**Your tasks:**
A. From the S3 tap description, list every item that the configuration specifies.
B. According to the S3 tap description, in what order does the tap iterate through files?
C. Substitute "stream name" for "table name" in the S3 tap description, and write out the passage from "Author: Connor McArthur" to "to generate data.".

START Excerpt to read

Author: Connor McArthur ([email protected])
Singer tap that produces JSON-formatted data following the Singer spec.
Given a configuration that specifies a bucket, a file pattern to match, a file format (csv
or excel
),
and a table name, this tap reads new files from S3, parses them, infers a schema, and outputs the data
according to the Singer spec. This tap supports csv files that are gzipped if the .gz
or .gzip
prefix is in the filename.
To run locally, clone this repo, then run:
python setup.py install
Now you can run:
tap-s3-csv --config configuration.json
to generate data.
This tap:
- Searches S3 for files matching the spec given.
- Samples (
sample_rate
) a number of records (sample_max_records
) out of the first number (sample_max_files
) files found to infer datatypes. - Iterates through files from least recently modified to most recently modified, outputting data according to the generated schema & Singer spec.
- After completing each file, it writes out state that can be used to enable incremental replication.

END Excerpt to read
START Available data

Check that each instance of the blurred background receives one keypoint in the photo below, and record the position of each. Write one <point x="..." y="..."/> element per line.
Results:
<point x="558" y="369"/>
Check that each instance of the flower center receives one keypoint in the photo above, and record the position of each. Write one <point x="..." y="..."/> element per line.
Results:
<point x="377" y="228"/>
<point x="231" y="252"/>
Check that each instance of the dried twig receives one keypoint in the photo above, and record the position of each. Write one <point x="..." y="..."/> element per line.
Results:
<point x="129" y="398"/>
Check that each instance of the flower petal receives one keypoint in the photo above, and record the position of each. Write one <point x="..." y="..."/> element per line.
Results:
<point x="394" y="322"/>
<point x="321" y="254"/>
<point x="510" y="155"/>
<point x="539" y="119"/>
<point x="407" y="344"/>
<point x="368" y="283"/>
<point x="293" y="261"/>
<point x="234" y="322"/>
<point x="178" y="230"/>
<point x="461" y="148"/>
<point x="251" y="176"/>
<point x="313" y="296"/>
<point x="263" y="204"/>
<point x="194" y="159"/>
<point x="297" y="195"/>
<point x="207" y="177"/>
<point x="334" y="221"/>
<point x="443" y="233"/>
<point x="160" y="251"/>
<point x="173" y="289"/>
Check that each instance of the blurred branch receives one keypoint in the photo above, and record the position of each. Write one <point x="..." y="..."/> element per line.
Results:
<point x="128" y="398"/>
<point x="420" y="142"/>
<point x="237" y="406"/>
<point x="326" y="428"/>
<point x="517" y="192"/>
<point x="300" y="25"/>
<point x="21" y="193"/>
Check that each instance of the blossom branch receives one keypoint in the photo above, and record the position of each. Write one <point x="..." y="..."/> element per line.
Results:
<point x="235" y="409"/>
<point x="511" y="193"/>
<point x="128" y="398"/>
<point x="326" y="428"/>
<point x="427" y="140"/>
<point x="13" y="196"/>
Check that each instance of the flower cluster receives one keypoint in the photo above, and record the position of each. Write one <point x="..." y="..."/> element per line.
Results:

END Available data

**Results for the exercise:**
A.
- A bucket
- A file pattern to match
- A file format (csv or excel)
- A table name

B. From least recently modified to most recently modified.

C.
Author: Connor McArthur ([email protected])
Singer tap that produces JSON-formatted data following the Singer spec.
Given a configuration that specifies a bucket, a file pattern to match, a file format (csv
or excel
),
and a stream name, this tap reads new files from S3, parses them, infers a schema, and outputs the data
according to the Singer spec. This tap supports csv files that are gzipped if the .gz
or .gzip
prefix is in the filename.
To run locally, clone this repo, then run:
python setup.py install
Now you can run:
tap-s3-csv --config configuration.json
to generate data.